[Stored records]

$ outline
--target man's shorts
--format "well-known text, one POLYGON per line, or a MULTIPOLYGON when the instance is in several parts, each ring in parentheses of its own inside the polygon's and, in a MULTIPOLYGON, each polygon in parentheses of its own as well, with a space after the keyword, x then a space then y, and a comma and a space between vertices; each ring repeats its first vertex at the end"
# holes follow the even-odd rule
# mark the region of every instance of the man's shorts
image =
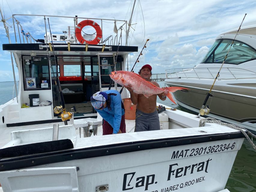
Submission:
POLYGON ((146 113, 137 110, 134 132, 155 130, 160 130, 159 117, 156 109, 151 113, 146 113))

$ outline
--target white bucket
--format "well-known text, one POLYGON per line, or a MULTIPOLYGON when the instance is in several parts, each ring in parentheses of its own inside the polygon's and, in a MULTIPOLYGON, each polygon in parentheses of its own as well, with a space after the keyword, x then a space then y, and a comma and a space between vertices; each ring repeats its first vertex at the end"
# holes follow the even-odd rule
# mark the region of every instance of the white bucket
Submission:
POLYGON ((167 114, 162 112, 159 113, 158 116, 159 117, 160 129, 169 129, 169 118, 167 114))

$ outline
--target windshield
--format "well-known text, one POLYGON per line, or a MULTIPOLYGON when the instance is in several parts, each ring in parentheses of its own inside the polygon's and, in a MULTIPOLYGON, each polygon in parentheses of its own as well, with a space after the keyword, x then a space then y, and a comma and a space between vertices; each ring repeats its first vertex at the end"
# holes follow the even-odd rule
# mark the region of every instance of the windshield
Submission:
POLYGON ((215 48, 215 47, 216 47, 216 46, 218 44, 220 41, 221 40, 217 40, 214 42, 214 43, 212 45, 212 46, 211 49, 210 49, 210 50, 209 50, 209 51, 208 51, 208 52, 207 53, 207 54, 206 54, 206 55, 205 56, 205 57, 204 57, 203 59, 203 61, 201 62, 202 63, 204 63, 205 62, 205 61, 207 59, 207 58, 208 58, 208 57, 209 57, 209 56, 212 53, 212 50, 215 48))
MULTIPOLYGON (((223 39, 220 43, 218 44, 219 41, 219 40, 217 40, 215 42, 202 63, 212 63, 223 62, 230 48, 232 40, 223 39), (216 45, 218 46, 217 48, 215 50, 212 51, 216 45), (209 56, 210 55, 211 56, 209 57, 209 56)), ((226 63, 237 64, 255 58, 256 50, 255 49, 242 42, 235 41, 225 62, 226 63)))

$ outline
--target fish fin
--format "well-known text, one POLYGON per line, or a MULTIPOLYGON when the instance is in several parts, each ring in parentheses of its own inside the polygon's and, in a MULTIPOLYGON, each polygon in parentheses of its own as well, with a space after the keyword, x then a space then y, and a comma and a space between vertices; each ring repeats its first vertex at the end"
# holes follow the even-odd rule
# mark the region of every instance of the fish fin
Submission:
POLYGON ((144 80, 147 82, 149 84, 150 84, 151 85, 154 86, 154 87, 158 87, 157 86, 155 86, 155 85, 154 85, 153 83, 152 82, 150 82, 149 81, 148 81, 144 79, 144 80))
POLYGON ((140 77, 141 78, 142 78, 141 77, 141 76, 140 76, 140 75, 139 75, 139 74, 137 74, 137 73, 134 73, 134 74, 135 74, 135 75, 137 75, 139 77, 140 77))
POLYGON ((189 90, 189 89, 187 88, 181 87, 167 87, 166 88, 166 90, 170 92, 175 92, 176 91, 178 91, 178 90, 182 90, 183 89, 189 90))
POLYGON ((124 79, 123 77, 122 77, 121 78, 121 81, 122 81, 122 82, 123 83, 125 82, 125 79, 124 79))
POLYGON ((166 96, 170 99, 173 102, 173 103, 174 103, 175 104, 176 104, 176 103, 174 101, 174 100, 173 100, 173 96, 172 95, 172 94, 170 93, 168 93, 167 94, 166 96))
POLYGON ((149 96, 151 96, 152 95, 149 95, 146 94, 143 94, 143 95, 144 95, 145 97, 146 97, 146 98, 148 98, 149 96))

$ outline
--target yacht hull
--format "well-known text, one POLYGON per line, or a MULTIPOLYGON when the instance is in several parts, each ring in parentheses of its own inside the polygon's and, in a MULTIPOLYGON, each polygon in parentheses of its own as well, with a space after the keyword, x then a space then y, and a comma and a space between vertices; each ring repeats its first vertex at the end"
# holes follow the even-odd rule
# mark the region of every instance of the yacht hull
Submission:
MULTIPOLYGON (((210 86, 180 82, 166 82, 165 83, 169 86, 189 88, 187 92, 178 91, 173 94, 179 105, 196 113, 199 112, 210 86)), ((251 96, 255 94, 255 89, 215 86, 211 92, 213 97, 209 98, 206 104, 210 110, 210 114, 207 116, 236 124, 256 132, 256 99, 251 96)))
POLYGON ((1 160, 0 182, 5 192, 98 192, 100 186, 115 192, 217 192, 225 187, 243 136, 206 126, 120 134, 115 143, 116 136, 89 138, 89 146, 105 145, 1 160))

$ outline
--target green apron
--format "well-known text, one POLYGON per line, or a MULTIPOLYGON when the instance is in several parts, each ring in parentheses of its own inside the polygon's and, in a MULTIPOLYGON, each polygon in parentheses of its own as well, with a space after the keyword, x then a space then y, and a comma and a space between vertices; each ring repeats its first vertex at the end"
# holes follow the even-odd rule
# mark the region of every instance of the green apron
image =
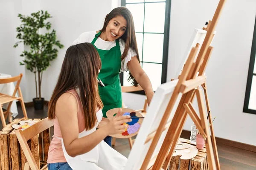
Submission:
POLYGON ((118 40, 116 40, 116 46, 109 50, 97 48, 94 43, 101 33, 99 31, 95 34, 91 43, 96 48, 101 60, 102 68, 99 77, 105 87, 98 85, 99 92, 104 105, 102 109, 103 117, 107 117, 106 113, 108 110, 122 107, 122 88, 119 78, 122 54, 118 40))

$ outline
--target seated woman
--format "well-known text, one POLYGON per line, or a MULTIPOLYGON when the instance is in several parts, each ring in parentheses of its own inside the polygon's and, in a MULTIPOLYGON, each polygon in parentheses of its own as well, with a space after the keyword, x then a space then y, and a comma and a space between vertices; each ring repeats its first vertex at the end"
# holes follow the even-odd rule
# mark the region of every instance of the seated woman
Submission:
POLYGON ((96 130, 102 118, 97 80, 101 67, 99 56, 91 44, 67 50, 49 104, 48 117, 54 127, 49 170, 119 170, 125 166, 127 158, 103 139, 124 131, 127 127, 123 124, 131 121, 130 116, 116 117, 96 130))

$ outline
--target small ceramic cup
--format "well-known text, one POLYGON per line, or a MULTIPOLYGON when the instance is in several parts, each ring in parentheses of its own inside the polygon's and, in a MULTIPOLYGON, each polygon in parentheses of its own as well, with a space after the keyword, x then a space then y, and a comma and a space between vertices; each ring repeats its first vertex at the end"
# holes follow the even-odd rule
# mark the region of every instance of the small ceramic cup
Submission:
POLYGON ((196 148, 198 149, 203 149, 204 146, 204 139, 201 135, 196 134, 196 148))

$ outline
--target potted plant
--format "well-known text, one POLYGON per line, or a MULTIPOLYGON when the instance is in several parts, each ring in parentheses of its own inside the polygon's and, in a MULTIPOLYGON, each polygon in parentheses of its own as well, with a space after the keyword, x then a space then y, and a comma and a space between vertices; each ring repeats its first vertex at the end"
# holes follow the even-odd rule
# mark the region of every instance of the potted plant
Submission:
POLYGON ((16 38, 20 40, 15 43, 14 47, 22 42, 29 47, 29 50, 24 50, 20 54, 24 60, 20 65, 25 65, 26 69, 35 74, 36 97, 33 99, 34 106, 35 110, 42 110, 44 102, 41 95, 43 72, 57 57, 58 51, 55 47, 62 48, 64 45, 57 40, 55 30, 49 31, 52 24, 46 20, 52 17, 47 11, 39 11, 28 16, 19 14, 18 17, 22 23, 16 28, 16 38), (46 33, 40 34, 43 31, 46 33))

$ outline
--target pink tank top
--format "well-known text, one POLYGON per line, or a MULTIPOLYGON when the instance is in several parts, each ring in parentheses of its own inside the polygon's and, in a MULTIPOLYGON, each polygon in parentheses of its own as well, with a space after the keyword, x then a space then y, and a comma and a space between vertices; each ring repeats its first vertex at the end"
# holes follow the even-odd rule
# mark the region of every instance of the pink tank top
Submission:
MULTIPOLYGON (((77 118, 79 133, 80 133, 85 128, 84 116, 84 113, 81 111, 82 110, 82 105, 80 102, 80 98, 75 90, 71 90, 68 92, 72 94, 76 97, 77 103, 78 103, 77 118)), ((61 128, 56 117, 53 120, 53 122, 54 135, 53 136, 52 140, 51 142, 49 147, 47 163, 51 164, 58 162, 66 162, 67 161, 64 157, 62 147, 61 146, 61 140, 59 139, 59 138, 62 138, 61 128)))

> [Written exercise]:
Reproduce the data from its start through the line containing "POLYGON ((146 113, 137", substituting "board shorts" for each occurrence of "man's shorts" and leaving everything else unchanged. Omit the pictures from your output.

> [Answer]:
$ outline
--target board shorts
--format "well-known text, one POLYGON per line, or a MULTIPOLYGON when the instance is in several parts, each ring in parentheses of its own inside the polygon's and, in a MULTIPOLYGON, each polygon in parentheses of its own as well, with a space after the keyword, x then a space then y, and a comma and a space between vertices; each ring repeats its first vertex at the end"
# holes follow the even-odd rule
# mark the region of every instance of the board shorts
image =
Submission:
POLYGON ((146 113, 137 110, 134 132, 155 130, 160 130, 159 117, 156 109, 151 113, 146 113))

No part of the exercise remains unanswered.